▶ _Record set_:
━━━━━━━━
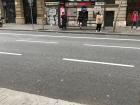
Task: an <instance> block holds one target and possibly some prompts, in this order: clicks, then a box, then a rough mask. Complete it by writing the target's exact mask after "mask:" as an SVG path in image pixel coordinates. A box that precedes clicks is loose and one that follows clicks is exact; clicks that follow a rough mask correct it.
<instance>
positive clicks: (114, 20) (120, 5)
mask: <svg viewBox="0 0 140 105" xmlns="http://www.w3.org/2000/svg"><path fill="white" fill-rule="evenodd" d="M122 3H123V0H121V1H120V4H119V7H118V11H117V14H116V17H115V20H114V25H113V32H115V31H116V23H117V20H118V15H119V13H120V9H121V6H122Z"/></svg>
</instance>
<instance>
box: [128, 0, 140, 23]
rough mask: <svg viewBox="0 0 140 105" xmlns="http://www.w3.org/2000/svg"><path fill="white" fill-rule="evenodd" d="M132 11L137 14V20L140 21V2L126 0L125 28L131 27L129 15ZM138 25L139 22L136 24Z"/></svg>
mask: <svg viewBox="0 0 140 105" xmlns="http://www.w3.org/2000/svg"><path fill="white" fill-rule="evenodd" d="M133 11H138V12H139V19H140V0H127V14H126V15H127V16H126V21H127V26H129V25H131V15H132V12H133ZM138 24H139V25H140V21H139V23H138Z"/></svg>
━━━━━━━━
▶ _Task item_: Show every line of the entries above where the word "instance" occurs.

▶ _Finished exercise_:
Task: an <instance> block holds one target and possibly some prompts, in this order: clicks, then a box, then a rough mask. Complete it by writing the target's exact mask after "mask:" as an SVG path in image pixel coordinates. A box that precedes clicks is loose and one that follows clicks is exact; clicks that follow a rough mask correct it.
<instance>
</instance>
<instance>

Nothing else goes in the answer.